Items stored from a collection
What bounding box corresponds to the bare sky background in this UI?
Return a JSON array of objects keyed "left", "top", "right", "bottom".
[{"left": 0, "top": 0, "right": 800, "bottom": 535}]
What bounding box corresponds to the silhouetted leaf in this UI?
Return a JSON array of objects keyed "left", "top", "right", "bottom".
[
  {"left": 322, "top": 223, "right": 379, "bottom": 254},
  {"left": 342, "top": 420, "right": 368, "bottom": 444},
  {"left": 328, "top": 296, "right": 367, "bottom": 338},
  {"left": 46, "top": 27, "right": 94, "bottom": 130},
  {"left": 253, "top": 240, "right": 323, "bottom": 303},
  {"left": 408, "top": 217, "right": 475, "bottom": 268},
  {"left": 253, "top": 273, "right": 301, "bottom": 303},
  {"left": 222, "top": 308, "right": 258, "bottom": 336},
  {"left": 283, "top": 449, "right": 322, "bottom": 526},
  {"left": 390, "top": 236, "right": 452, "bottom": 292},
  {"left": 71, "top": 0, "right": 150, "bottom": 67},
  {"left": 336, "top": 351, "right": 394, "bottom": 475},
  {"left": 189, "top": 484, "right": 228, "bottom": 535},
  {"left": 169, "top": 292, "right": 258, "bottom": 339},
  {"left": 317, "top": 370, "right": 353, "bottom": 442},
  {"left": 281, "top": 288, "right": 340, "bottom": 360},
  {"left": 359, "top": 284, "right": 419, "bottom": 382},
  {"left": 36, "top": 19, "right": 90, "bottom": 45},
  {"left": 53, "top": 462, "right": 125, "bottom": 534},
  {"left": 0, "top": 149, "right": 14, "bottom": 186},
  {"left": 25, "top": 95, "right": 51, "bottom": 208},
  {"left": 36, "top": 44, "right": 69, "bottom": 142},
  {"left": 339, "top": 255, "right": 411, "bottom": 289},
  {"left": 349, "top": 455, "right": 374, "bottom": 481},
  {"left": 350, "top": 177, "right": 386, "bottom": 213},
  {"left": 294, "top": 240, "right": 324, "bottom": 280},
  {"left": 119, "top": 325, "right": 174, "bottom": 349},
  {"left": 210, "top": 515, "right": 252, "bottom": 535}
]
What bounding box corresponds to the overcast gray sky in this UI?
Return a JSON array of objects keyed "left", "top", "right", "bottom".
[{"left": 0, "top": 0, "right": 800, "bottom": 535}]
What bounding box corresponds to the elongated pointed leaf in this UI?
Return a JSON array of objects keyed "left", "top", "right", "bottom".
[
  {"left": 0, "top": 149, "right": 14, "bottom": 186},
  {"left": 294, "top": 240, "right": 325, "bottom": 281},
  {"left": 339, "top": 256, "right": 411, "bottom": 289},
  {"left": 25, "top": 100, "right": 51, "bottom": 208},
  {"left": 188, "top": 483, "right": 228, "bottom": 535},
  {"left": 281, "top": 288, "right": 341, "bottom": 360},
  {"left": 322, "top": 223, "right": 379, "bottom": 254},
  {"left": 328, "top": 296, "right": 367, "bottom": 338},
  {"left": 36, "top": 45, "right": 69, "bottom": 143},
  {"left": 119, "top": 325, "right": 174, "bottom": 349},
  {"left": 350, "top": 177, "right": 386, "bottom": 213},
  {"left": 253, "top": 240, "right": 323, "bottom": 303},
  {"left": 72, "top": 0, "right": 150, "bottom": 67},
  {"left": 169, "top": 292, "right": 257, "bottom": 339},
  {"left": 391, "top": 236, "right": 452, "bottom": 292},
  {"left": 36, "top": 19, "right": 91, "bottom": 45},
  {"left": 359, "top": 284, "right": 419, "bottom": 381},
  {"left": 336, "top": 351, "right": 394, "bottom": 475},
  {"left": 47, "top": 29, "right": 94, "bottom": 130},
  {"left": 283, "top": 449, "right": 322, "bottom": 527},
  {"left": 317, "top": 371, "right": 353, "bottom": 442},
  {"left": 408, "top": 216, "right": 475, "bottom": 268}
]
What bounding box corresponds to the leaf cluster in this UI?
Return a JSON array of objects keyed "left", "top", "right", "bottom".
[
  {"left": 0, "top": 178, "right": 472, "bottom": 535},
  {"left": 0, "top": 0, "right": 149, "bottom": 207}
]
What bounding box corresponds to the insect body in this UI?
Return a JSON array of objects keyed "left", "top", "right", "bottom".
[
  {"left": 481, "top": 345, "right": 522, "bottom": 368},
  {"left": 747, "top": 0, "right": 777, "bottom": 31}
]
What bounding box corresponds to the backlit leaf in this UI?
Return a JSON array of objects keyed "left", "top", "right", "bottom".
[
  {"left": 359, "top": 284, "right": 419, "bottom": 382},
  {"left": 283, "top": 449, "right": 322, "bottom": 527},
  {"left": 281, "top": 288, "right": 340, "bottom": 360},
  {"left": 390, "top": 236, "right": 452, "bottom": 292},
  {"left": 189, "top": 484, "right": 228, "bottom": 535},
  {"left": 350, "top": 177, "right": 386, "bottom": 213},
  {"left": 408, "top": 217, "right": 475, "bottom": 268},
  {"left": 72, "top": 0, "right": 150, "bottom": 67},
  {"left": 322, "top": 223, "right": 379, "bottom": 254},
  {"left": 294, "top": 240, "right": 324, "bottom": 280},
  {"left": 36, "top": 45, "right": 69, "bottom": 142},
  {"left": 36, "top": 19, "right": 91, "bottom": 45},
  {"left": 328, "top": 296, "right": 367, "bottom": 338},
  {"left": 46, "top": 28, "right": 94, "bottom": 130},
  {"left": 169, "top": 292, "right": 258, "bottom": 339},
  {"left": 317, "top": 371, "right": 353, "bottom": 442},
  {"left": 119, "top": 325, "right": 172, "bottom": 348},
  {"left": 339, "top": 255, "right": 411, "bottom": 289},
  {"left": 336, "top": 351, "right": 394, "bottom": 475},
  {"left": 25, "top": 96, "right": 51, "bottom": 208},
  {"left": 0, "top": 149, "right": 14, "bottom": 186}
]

• _Exercise goal_: Please pick out each line in the items above that contains the word "leaf" and copy those lines out in full.

• _Exercise response_:
What bounding box corresponds to the silhouetted leaf in this UI?
What bounding box corresponds to the elongated pointed leaf in this UI?
What bounding box corresponds to the leaf cluster in this UI?
What bounding box corresponds to the backlit leaf in this UI?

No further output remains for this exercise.